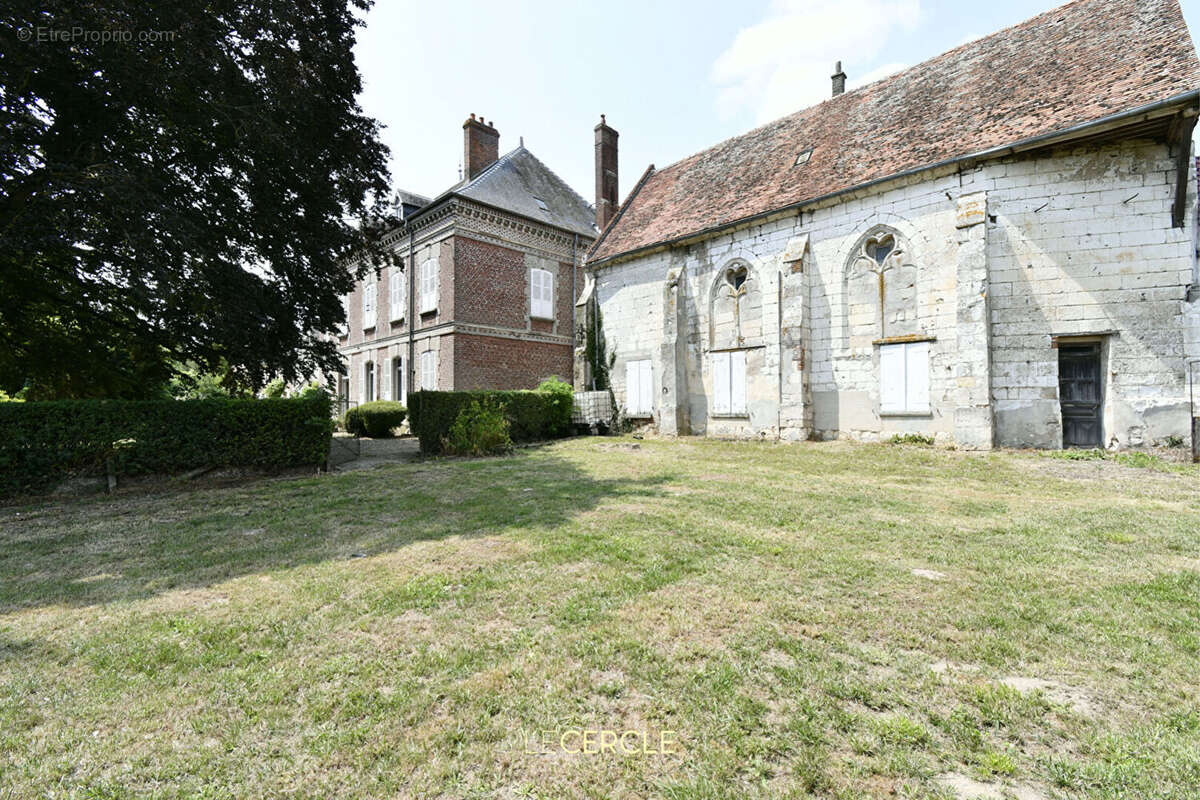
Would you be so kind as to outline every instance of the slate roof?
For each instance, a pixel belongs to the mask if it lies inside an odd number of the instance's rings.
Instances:
[[[634,250],[1194,91],[1177,0],[1077,0],[643,177],[589,256]],[[794,166],[812,148],[808,163]]]
[[[502,155],[473,180],[459,181],[451,186],[421,211],[452,196],[511,211],[588,239],[597,234],[592,206],[524,145]],[[538,204],[539,200],[545,208]]]

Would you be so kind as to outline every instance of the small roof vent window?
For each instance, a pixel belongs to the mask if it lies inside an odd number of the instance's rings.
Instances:
[[[546,205],[546,201],[545,201],[545,200],[543,200],[542,198],[540,198],[540,197],[535,197],[535,198],[533,198],[533,199],[534,199],[534,202],[536,202],[536,203],[538,204],[538,208],[540,208],[542,211],[549,211],[549,210],[550,210],[550,208],[549,208],[549,207]]]
[[[812,158],[812,148],[811,147],[808,148],[807,150],[801,150],[799,155],[796,156],[796,163],[794,164],[794,166],[797,166],[797,167],[803,166],[804,164],[808,163],[808,160],[810,158]]]

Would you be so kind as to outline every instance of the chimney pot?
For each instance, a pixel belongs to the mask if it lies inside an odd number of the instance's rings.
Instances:
[[[842,71],[842,62],[837,62],[833,67],[833,96],[837,97],[846,91],[846,73]]]
[[[601,114],[596,126],[596,227],[600,230],[617,214],[617,136]]]

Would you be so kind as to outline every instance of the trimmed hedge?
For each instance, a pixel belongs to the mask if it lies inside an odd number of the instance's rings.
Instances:
[[[329,396],[287,400],[0,403],[0,496],[66,478],[198,467],[316,466],[329,457]]]
[[[392,435],[392,428],[399,428],[407,415],[408,409],[402,403],[375,400],[347,411],[343,425],[355,436],[386,439]]]
[[[442,440],[473,401],[497,403],[514,442],[551,439],[571,429],[571,404],[564,405],[558,392],[413,392],[408,396],[408,424],[421,440],[421,452],[441,453]]]

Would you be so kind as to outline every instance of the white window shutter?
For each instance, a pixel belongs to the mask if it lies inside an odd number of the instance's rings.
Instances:
[[[929,342],[913,342],[905,348],[905,407],[924,413],[929,410]]]
[[[391,306],[393,320],[404,319],[404,273],[399,267],[392,267],[388,279],[388,304]]]
[[[437,261],[427,258],[421,262],[420,272],[421,311],[433,311],[437,308]]]
[[[650,372],[650,360],[642,362],[641,381],[638,386],[643,414],[654,413],[654,380]]]
[[[638,362],[625,362],[625,410],[630,414],[637,414],[641,411],[638,408],[638,402],[641,397],[641,391],[638,386],[641,384],[642,371]]]
[[[746,351],[729,354],[729,413],[746,413]]]
[[[879,410],[884,413],[904,411],[905,348],[902,344],[879,348]]]
[[[548,270],[529,271],[529,315],[542,319],[554,317],[554,275]]]
[[[729,353],[713,353],[713,413],[729,413]]]

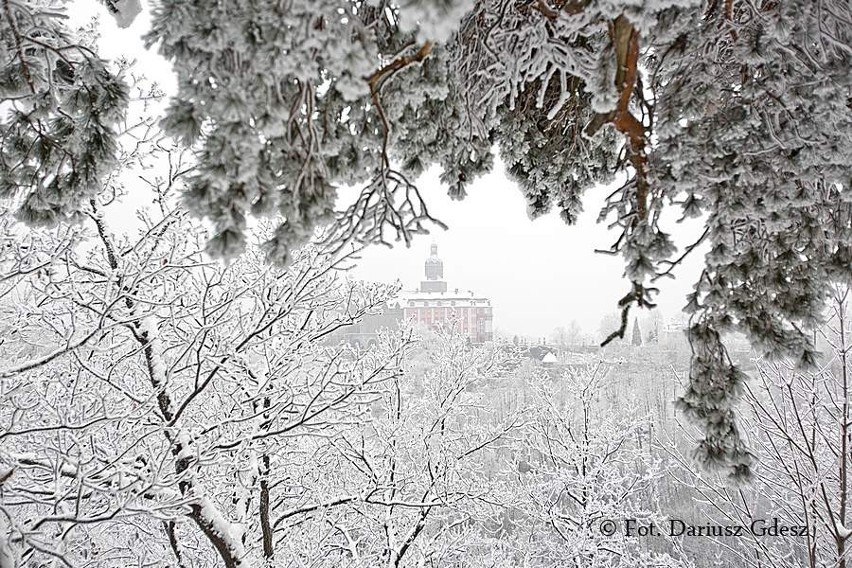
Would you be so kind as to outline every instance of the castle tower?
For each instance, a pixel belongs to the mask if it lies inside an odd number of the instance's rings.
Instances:
[[[444,262],[438,258],[438,245],[432,243],[429,257],[423,264],[426,271],[426,280],[420,282],[421,292],[447,291],[447,282],[444,280]]]

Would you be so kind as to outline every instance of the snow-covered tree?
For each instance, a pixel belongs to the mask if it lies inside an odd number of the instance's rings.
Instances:
[[[210,262],[179,210],[136,239],[90,213],[85,228],[23,239],[4,218],[8,540],[28,562],[213,565],[215,551],[259,565],[290,440],[357,423],[404,345],[323,339],[394,289],[341,280],[316,248],[286,272],[256,249]]]
[[[635,407],[603,411],[607,366],[531,379],[516,471],[504,474],[511,496],[504,500],[514,509],[510,542],[520,555],[515,565],[689,566],[646,546],[635,526],[625,525],[633,519],[637,526],[665,526],[655,493],[665,474],[642,443],[647,417]]]
[[[550,340],[561,347],[580,345],[583,342],[583,330],[577,320],[571,320],[567,327],[554,329]]]
[[[140,95],[144,115],[157,93]],[[317,247],[287,271],[258,244],[211,260],[205,231],[172,205],[183,152],[149,118],[120,125],[120,167],[81,205],[83,224],[28,232],[11,210],[0,218],[0,550],[11,566],[258,565],[288,441],[360,423],[398,372],[405,341],[327,342],[395,289],[342,279],[345,255]],[[135,237],[116,235],[135,166],[155,206]]]
[[[323,477],[337,497],[314,495],[324,507],[285,521],[298,538],[287,539],[282,557],[329,567],[467,561],[494,506],[484,456],[518,427],[516,415],[498,419],[481,402],[504,358],[447,330],[410,346],[371,419],[328,444],[334,473]],[[302,499],[290,508],[307,508]]]
[[[758,363],[743,413],[761,458],[752,484],[735,488],[695,476],[689,460],[680,457],[678,479],[693,488],[710,518],[745,527],[744,538],[723,545],[737,565],[850,565],[850,294],[846,286],[833,291],[831,315],[819,331],[826,357],[818,371],[799,371],[793,361]],[[774,518],[805,534],[765,538],[760,531]],[[751,530],[755,522],[757,534]]]
[[[635,346],[642,345],[642,330],[639,329],[639,318],[633,320],[633,337],[630,338],[630,344]]]

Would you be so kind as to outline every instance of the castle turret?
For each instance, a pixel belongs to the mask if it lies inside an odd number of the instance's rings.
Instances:
[[[420,282],[421,292],[440,292],[447,291],[447,282],[444,280],[444,262],[438,258],[438,245],[432,243],[429,258],[424,263],[426,270],[426,280]]]

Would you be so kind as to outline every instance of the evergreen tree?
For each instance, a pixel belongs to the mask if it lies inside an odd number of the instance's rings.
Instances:
[[[642,345],[642,332],[639,330],[639,318],[633,320],[633,338],[630,340],[632,345]]]

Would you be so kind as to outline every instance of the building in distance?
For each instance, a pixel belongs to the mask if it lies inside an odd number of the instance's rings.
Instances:
[[[491,300],[471,290],[450,289],[444,280],[444,262],[434,243],[424,272],[426,279],[416,290],[403,290],[381,314],[365,316],[359,325],[347,329],[346,339],[354,345],[369,345],[381,328],[396,329],[403,321],[427,329],[452,329],[474,344],[494,339]]]

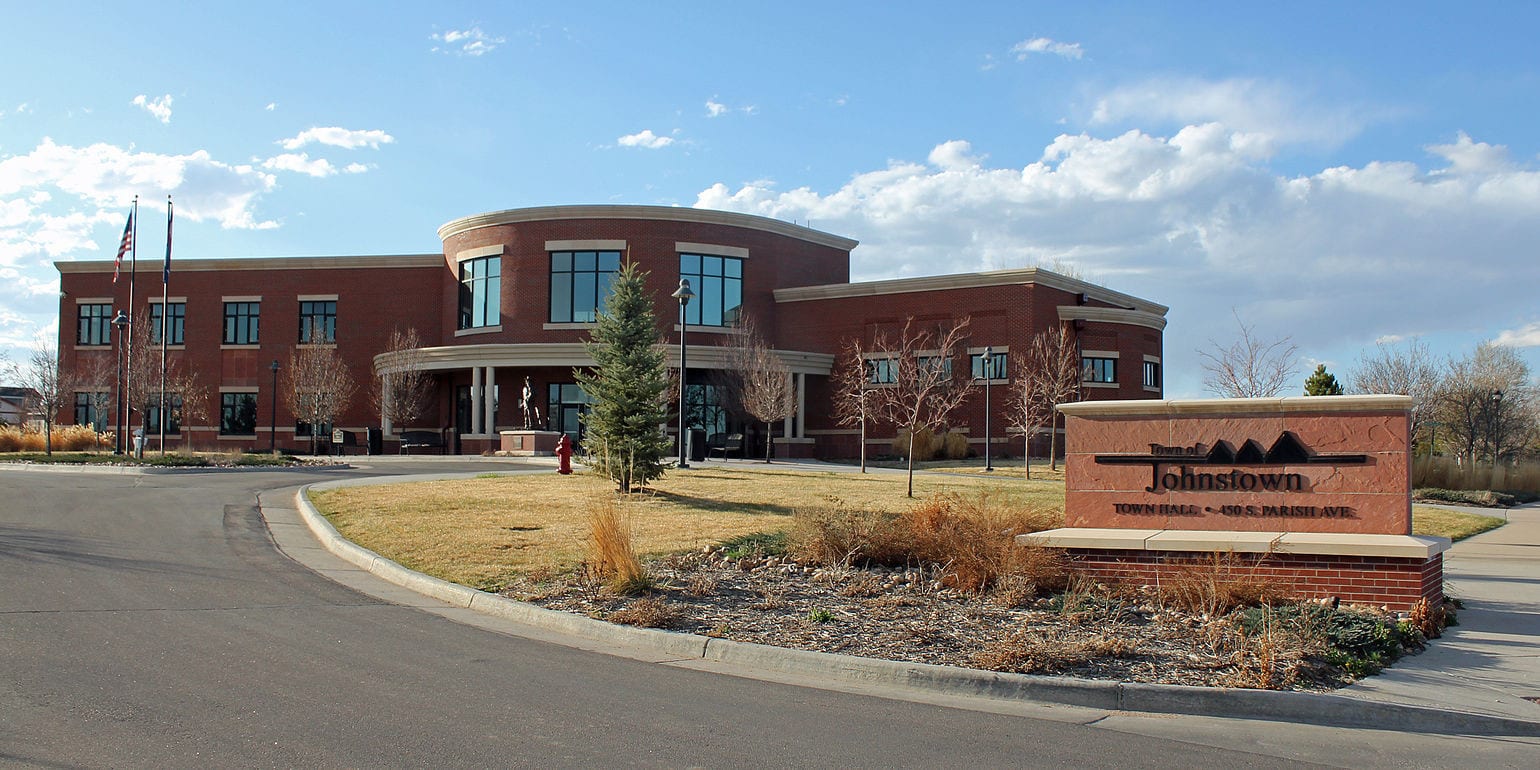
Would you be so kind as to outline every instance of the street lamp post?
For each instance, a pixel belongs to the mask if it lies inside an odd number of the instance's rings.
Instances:
[[[995,349],[989,345],[984,347],[984,472],[989,473],[995,469],[994,452],[990,446],[989,434],[989,381],[995,378]]]
[[[123,329],[128,326],[128,314],[119,310],[117,316],[112,319],[112,326],[118,330],[117,393],[112,398],[112,411],[114,412],[112,416],[112,453],[120,455],[123,454],[124,449],[123,429],[128,424],[123,419],[123,410],[128,406],[128,394],[123,392]]]
[[[674,299],[679,300],[679,467],[690,467],[690,434],[685,427],[685,329],[689,328],[688,318],[685,316],[685,308],[689,307],[690,299],[695,292],[690,290],[690,281],[687,278],[679,279],[679,288],[674,290]]]
[[[1492,419],[1488,420],[1488,426],[1492,434],[1492,470],[1497,470],[1497,423],[1503,410],[1503,392],[1492,389]]]
[[[268,413],[267,451],[278,454],[278,359],[273,359],[273,365],[268,368],[273,370],[273,403]]]

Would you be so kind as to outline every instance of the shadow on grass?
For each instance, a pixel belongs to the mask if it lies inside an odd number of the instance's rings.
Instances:
[[[717,511],[728,513],[748,513],[766,516],[790,516],[793,508],[789,505],[778,503],[750,502],[747,500],[718,500],[698,495],[686,495],[679,492],[668,492],[662,489],[649,489],[654,499],[664,500],[675,505],[697,508],[703,511]]]

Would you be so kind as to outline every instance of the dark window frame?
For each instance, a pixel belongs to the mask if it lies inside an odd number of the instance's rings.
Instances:
[[[990,369],[990,372],[989,372],[989,381],[990,382],[995,382],[997,380],[1009,379],[1009,377],[1007,376],[1007,374],[1010,372],[1010,358],[1009,358],[1009,356],[1010,356],[1010,352],[1009,351],[1003,351],[1003,350],[994,351],[993,355],[990,356],[990,358],[993,359],[992,368]],[[984,379],[984,354],[983,353],[969,353],[968,354],[968,373],[975,380],[982,380],[982,379]]]
[[[262,344],[262,303],[226,302],[223,344]]]
[[[166,341],[166,344],[167,345],[183,345],[183,344],[186,344],[187,303],[186,302],[167,302],[166,306],[171,311],[169,317],[166,319],[166,327],[167,327],[166,328],[166,333],[167,333],[167,336],[170,337],[170,339]],[[150,344],[152,344],[152,345],[159,345],[160,344],[160,326],[161,326],[161,324],[160,324],[160,314],[161,314],[160,302],[158,302],[158,301],[157,302],[151,302],[150,303]]]
[[[311,330],[316,328],[319,321],[321,337],[319,341],[311,339]],[[300,300],[299,303],[299,344],[301,345],[335,345],[337,344],[337,300]]]
[[[1160,387],[1160,362],[1159,361],[1145,361],[1144,362],[1144,387],[1146,387],[1146,388],[1159,388]]]
[[[75,344],[112,344],[112,303],[84,302],[76,305]]]
[[[719,328],[738,325],[743,315],[743,268],[747,261],[742,257],[680,252],[679,277],[689,281],[695,292],[695,299],[685,306],[686,323]]]
[[[460,311],[456,328],[485,329],[502,324],[503,257],[494,254],[460,262]]]
[[[1080,381],[1116,384],[1118,360],[1104,356],[1081,356]]]
[[[247,411],[247,408],[243,404],[250,404],[251,430],[249,431],[238,430],[239,428],[246,427],[244,411]],[[257,435],[257,394],[255,391],[232,391],[219,394],[219,435]]]
[[[167,393],[166,401],[171,407],[166,414],[166,435],[177,436],[182,433],[182,396],[178,393]],[[150,404],[144,410],[144,435],[160,435],[160,405]]]
[[[593,323],[610,296],[620,273],[617,249],[575,249],[549,252],[548,323]]]
[[[97,405],[107,403],[109,395],[106,391],[76,391],[75,424],[89,425],[97,433],[105,433],[107,431],[107,410],[98,410]]]

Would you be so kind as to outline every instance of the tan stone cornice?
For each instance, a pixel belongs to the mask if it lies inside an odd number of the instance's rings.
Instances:
[[[664,343],[664,355],[669,366],[679,365],[679,346]],[[690,368],[726,369],[732,365],[733,348],[723,345],[691,345]],[[523,342],[492,343],[486,345],[445,345],[418,348],[415,352],[421,360],[414,367],[421,371],[468,369],[473,366],[534,367],[534,366],[593,366],[588,349],[581,342]],[[800,350],[772,351],[788,371],[796,374],[827,375],[834,369],[834,356],[828,353],[812,353]],[[397,371],[392,367],[392,354],[381,353],[374,357],[377,373]]]
[[[1288,396],[1285,398],[1195,398],[1172,401],[1079,401],[1060,404],[1075,417],[1168,417],[1195,414],[1298,414],[1301,412],[1405,412],[1411,396]]]
[[[894,278],[886,281],[863,281],[860,283],[831,283],[823,286],[799,286],[791,289],[776,289],[776,302],[804,302],[818,299],[842,299],[845,297],[871,297],[879,294],[906,294],[917,291],[941,291],[945,289],[973,289],[985,286],[1014,286],[1036,285],[1047,286],[1071,294],[1085,294],[1091,299],[1106,302],[1119,307],[1140,310],[1145,313],[1153,313],[1164,316],[1167,308],[1147,299],[1140,299],[1131,294],[1113,291],[1105,286],[1097,286],[1078,278],[1070,278],[1066,275],[1044,270],[1039,267],[1024,267],[1016,270],[990,270],[982,273],[954,273],[951,275],[931,275],[920,278]]]
[[[55,262],[60,273],[110,273],[110,259],[83,262]],[[160,274],[159,258],[145,260],[139,272]],[[179,272],[220,270],[358,270],[395,267],[444,267],[443,254],[385,254],[359,257],[230,257],[228,259],[171,260],[173,279]]]
[[[441,240],[447,240],[452,235],[475,230],[479,227],[512,225],[522,222],[549,222],[561,219],[643,219],[662,222],[696,222],[708,225],[727,225],[729,227],[742,227],[749,230],[762,230],[767,233],[784,235],[789,238],[807,241],[808,243],[816,243],[820,246],[829,246],[845,251],[855,248],[860,243],[860,241],[851,238],[825,233],[810,227],[794,225],[790,222],[782,222],[779,219],[754,216],[753,214],[739,214],[732,211],[716,211],[713,209],[692,209],[682,206],[617,205],[536,206],[526,209],[491,211],[446,222],[438,229],[438,237]]]
[[[1060,305],[1060,321],[1095,321],[1097,323],[1144,326],[1156,331],[1166,328],[1166,318],[1144,310],[1125,310],[1120,307],[1091,307],[1090,305]]]

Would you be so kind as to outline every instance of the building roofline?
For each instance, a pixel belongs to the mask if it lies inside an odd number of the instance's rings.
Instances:
[[[693,209],[683,206],[631,206],[631,205],[582,205],[582,206],[535,206],[524,209],[507,209],[474,214],[451,220],[438,229],[438,237],[448,240],[452,235],[494,225],[511,225],[522,222],[548,222],[561,219],[646,219],[665,222],[694,222],[706,225],[726,225],[749,230],[784,235],[788,238],[816,243],[820,246],[850,251],[860,241],[844,236],[814,230],[811,227],[782,222],[779,219],[739,214],[715,209]]]
[[[145,260],[145,272],[159,273],[159,259]],[[62,273],[110,273],[113,260],[61,261],[53,263]],[[349,270],[398,267],[444,267],[443,254],[379,254],[351,257],[229,257],[222,259],[174,259],[171,272],[210,270]]]
[[[1091,299],[1110,305],[1139,310],[1164,316],[1170,308],[1147,299],[1124,294],[1105,286],[1098,286],[1078,278],[1060,275],[1040,267],[1024,267],[1015,270],[991,270],[982,273],[952,273],[919,278],[893,278],[885,281],[859,283],[831,283],[823,286],[798,286],[776,289],[776,302],[806,302],[820,299],[844,299],[871,297],[880,294],[907,294],[921,291],[946,289],[976,289],[988,286],[1038,285],[1047,286],[1071,294],[1085,294]]]

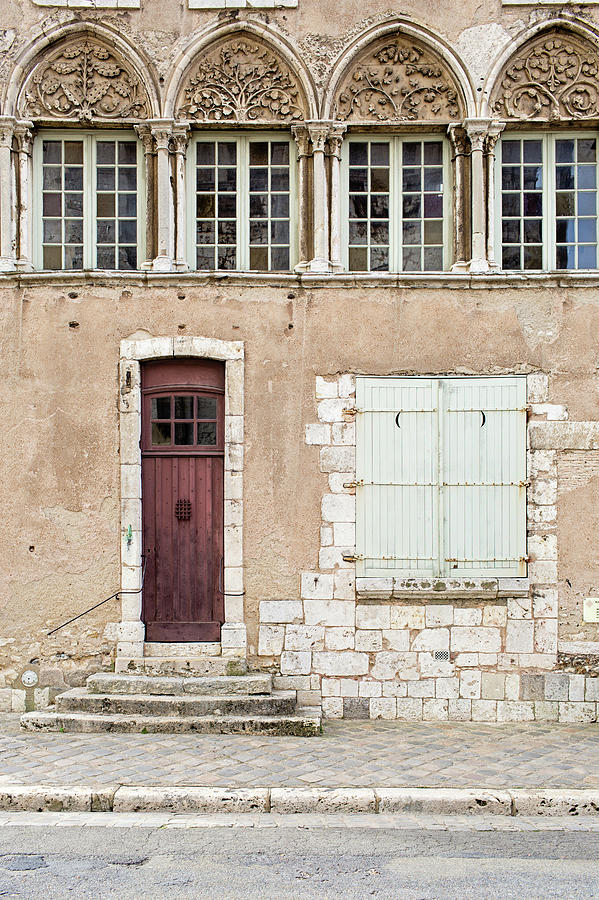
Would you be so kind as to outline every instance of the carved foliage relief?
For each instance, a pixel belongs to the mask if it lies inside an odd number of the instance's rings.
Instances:
[[[596,118],[598,72],[599,56],[592,44],[559,31],[546,32],[511,58],[491,108],[507,119]]]
[[[273,52],[239,37],[202,56],[177,110],[202,122],[296,122],[306,101],[296,76]]]
[[[370,48],[351,67],[336,98],[342,122],[403,122],[460,118],[455,79],[441,59],[397,35]]]
[[[62,44],[35,67],[21,95],[28,119],[145,119],[150,103],[133,68],[113,49],[84,38]]]

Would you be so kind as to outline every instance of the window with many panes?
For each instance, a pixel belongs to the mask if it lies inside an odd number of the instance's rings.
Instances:
[[[350,137],[343,147],[342,221],[351,272],[449,267],[447,142]]]
[[[34,144],[37,269],[137,269],[140,148],[129,134],[41,133]]]
[[[293,268],[294,161],[292,142],[284,135],[203,135],[193,142],[188,151],[191,268]]]
[[[597,268],[597,137],[509,134],[497,156],[502,268]]]

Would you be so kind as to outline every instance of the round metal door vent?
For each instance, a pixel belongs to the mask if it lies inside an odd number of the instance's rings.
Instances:
[[[175,515],[181,519],[191,519],[191,500],[180,497],[175,503]]]

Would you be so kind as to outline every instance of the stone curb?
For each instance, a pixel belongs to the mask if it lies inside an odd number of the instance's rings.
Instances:
[[[599,816],[599,790],[0,784],[0,811]]]

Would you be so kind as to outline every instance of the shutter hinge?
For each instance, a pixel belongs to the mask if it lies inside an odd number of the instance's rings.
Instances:
[[[519,481],[519,482],[518,482],[518,487],[521,487],[521,488],[523,488],[523,487],[530,487],[530,481]]]
[[[348,553],[348,554],[344,553],[343,554],[343,562],[355,563],[355,562],[358,562],[358,560],[360,560],[360,559],[364,559],[364,557],[361,555],[358,556],[355,553]]]
[[[359,409],[357,409],[355,406],[352,406],[352,407],[350,407],[350,409],[344,409],[344,410],[343,410],[343,415],[344,415],[344,416],[355,416],[355,415],[357,415],[359,412],[360,412]]]
[[[364,479],[360,479],[360,481],[344,481],[343,487],[347,488],[348,491],[355,491],[356,488],[364,487]]]

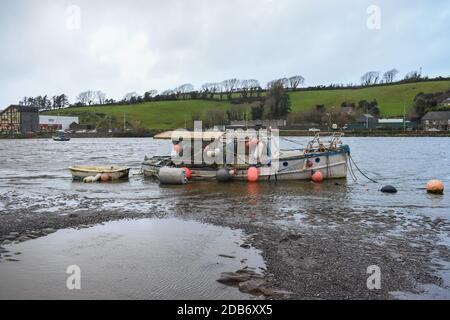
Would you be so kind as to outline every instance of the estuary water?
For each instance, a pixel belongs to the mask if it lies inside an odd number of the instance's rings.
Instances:
[[[297,148],[308,140],[282,139],[281,147]],[[359,246],[366,241],[392,259],[404,254],[411,261],[428,263],[441,279],[438,287],[417,283],[423,288],[419,297],[450,298],[450,191],[444,195],[425,191],[426,182],[435,178],[450,189],[450,138],[343,140],[361,170],[378,183],[357,173],[356,181],[349,175],[347,180],[323,184],[195,182],[165,187],[144,179],[139,171],[146,155],[170,154],[169,141],[0,140],[0,228],[11,217],[26,221],[33,216],[110,212],[153,217],[61,230],[5,246],[21,255],[18,262],[0,261],[0,298],[53,298],[63,290],[63,298],[246,299],[248,295],[214,281],[221,272],[242,267],[239,261],[264,267],[259,252],[241,251],[240,239],[245,236],[238,230],[241,222],[316,230],[324,237],[335,232],[343,243]],[[73,182],[68,167],[83,164],[129,166],[132,172],[124,182]],[[398,193],[381,193],[387,184],[394,185]],[[236,229],[220,226],[221,219]],[[219,254],[236,257],[219,259]],[[97,289],[88,285],[84,295],[65,291],[64,268],[73,257],[88,265],[88,274],[96,274],[97,280],[92,278],[89,283],[96,283]],[[105,268],[109,271],[103,272]],[[131,275],[126,273],[129,270],[133,270]],[[143,278],[154,290],[140,286]],[[401,288],[392,291],[396,298],[417,297],[416,292]]]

• **The task**:
Your answer should be one number, the count of lines in the records that contain the word "vent".

• **Expected answer**:
2